#### Stated problem
Extract each line in the listing below that contains the string "male". Case counts.

──────── Dataset extract ────────

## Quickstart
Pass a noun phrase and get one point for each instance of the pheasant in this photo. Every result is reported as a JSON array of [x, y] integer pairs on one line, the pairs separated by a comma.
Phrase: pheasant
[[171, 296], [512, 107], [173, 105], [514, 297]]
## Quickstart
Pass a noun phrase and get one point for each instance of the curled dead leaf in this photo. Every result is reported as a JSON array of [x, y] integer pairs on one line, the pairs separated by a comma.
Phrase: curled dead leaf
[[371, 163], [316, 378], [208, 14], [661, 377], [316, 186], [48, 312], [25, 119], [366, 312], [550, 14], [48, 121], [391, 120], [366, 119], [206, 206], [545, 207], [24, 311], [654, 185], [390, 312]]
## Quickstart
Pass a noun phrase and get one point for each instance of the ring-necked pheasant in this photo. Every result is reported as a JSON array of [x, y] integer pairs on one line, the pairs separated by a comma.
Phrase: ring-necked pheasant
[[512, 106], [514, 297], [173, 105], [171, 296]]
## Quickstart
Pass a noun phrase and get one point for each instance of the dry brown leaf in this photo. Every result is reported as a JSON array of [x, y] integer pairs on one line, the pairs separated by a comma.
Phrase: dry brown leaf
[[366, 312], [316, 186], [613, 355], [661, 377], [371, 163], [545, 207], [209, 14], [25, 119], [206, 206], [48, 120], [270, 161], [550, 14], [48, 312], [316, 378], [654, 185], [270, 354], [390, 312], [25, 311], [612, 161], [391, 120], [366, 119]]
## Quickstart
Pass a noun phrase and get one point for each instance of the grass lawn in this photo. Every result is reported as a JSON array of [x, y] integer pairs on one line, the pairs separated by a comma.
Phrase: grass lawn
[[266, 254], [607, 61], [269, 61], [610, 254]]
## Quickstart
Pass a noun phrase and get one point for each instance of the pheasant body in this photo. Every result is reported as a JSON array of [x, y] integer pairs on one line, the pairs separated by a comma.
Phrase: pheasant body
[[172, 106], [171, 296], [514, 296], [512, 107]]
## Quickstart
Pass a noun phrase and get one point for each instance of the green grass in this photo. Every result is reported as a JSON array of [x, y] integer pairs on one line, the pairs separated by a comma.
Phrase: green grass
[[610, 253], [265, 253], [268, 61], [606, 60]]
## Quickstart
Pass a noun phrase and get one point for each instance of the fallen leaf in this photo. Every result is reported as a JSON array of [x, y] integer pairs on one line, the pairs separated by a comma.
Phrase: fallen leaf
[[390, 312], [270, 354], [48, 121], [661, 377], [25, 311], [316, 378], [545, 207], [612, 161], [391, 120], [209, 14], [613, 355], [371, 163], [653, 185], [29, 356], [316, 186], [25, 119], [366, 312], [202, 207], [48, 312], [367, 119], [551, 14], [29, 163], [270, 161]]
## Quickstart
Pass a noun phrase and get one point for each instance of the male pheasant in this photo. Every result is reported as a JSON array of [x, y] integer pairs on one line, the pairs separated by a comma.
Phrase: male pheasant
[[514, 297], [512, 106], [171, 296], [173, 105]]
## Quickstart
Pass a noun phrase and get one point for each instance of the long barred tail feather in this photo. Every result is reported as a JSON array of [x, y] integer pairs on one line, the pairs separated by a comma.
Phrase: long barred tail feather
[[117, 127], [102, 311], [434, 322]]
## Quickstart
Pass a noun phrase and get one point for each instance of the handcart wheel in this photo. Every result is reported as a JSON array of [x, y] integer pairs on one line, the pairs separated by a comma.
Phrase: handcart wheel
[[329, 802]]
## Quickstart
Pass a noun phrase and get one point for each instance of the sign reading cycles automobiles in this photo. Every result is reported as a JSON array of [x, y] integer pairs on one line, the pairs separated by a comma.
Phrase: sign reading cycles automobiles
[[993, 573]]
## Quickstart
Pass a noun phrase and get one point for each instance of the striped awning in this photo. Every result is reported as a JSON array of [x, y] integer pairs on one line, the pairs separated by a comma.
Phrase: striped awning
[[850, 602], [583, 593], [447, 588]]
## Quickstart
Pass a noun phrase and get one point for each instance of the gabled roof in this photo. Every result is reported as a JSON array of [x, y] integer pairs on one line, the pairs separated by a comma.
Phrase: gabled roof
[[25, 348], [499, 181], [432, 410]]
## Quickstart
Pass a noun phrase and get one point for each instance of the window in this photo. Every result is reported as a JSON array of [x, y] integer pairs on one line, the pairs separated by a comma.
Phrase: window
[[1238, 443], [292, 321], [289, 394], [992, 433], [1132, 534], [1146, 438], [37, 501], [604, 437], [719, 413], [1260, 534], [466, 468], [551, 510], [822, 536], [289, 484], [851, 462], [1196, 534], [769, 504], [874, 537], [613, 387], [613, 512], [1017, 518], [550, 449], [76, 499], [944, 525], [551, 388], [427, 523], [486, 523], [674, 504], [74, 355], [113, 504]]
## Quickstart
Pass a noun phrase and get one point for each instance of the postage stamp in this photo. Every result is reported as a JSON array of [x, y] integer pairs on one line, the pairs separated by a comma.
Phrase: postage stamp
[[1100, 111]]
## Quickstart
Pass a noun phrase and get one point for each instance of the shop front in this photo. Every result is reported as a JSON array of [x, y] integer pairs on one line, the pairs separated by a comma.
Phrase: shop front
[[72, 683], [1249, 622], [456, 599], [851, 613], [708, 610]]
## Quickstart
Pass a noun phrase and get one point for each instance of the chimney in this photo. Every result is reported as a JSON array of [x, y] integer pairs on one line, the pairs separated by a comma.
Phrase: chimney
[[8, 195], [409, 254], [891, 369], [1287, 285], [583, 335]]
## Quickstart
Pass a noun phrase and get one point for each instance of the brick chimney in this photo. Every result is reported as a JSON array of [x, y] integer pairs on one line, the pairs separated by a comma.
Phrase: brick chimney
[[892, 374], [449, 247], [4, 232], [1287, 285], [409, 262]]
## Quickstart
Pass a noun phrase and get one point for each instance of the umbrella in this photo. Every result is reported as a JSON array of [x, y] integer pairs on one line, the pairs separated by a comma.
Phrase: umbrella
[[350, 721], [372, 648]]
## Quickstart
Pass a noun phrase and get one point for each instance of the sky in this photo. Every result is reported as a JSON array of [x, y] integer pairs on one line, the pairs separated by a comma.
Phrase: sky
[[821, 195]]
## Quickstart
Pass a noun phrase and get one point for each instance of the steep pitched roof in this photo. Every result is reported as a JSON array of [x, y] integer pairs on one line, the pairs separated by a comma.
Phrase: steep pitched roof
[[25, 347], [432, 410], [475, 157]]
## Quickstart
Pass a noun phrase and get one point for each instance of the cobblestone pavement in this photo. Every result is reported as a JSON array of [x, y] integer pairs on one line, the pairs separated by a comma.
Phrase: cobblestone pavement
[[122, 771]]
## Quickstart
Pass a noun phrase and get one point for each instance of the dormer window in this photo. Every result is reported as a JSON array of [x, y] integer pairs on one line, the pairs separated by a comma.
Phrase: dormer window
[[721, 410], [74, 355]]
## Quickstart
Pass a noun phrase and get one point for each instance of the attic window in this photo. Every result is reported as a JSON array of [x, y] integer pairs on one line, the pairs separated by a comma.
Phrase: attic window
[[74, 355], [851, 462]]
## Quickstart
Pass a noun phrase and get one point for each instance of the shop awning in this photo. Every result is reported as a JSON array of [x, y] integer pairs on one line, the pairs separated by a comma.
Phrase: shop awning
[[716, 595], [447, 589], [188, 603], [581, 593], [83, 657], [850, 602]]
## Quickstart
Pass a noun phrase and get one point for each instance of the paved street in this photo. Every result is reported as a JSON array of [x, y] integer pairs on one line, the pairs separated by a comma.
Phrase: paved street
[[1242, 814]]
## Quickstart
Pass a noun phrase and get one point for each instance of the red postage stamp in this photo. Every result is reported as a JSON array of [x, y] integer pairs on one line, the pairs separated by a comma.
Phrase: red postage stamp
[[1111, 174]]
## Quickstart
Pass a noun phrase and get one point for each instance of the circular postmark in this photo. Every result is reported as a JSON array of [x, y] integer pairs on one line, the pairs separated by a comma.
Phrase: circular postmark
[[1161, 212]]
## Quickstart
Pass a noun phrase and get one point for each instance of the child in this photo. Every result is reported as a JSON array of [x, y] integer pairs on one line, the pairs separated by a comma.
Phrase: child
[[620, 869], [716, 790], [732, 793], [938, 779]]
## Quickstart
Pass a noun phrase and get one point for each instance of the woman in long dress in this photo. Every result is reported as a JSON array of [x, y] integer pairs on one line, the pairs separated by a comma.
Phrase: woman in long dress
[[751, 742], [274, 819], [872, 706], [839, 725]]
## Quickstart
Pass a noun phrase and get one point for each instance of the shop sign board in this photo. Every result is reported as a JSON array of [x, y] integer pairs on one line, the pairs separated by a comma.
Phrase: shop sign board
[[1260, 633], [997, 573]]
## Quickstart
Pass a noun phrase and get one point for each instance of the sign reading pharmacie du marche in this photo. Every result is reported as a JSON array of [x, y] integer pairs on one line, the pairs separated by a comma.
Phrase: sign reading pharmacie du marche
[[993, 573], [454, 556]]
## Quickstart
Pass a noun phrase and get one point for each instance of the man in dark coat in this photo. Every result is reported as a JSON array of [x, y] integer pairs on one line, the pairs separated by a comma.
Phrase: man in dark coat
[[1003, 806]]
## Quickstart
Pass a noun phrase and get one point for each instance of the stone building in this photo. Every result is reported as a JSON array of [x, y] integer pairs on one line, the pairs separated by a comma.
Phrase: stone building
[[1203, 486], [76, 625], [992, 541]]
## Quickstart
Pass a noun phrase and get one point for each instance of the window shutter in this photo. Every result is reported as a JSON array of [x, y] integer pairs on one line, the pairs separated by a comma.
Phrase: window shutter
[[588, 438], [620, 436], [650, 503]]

────────

#### The answer
Pass a noun phrase and get one point for each instance of the male pheasant in this photo. Every result is reported as a JSON array of [x, y] integer pairs on one line, the pairs separated by a comma.
Phrase: male pheasant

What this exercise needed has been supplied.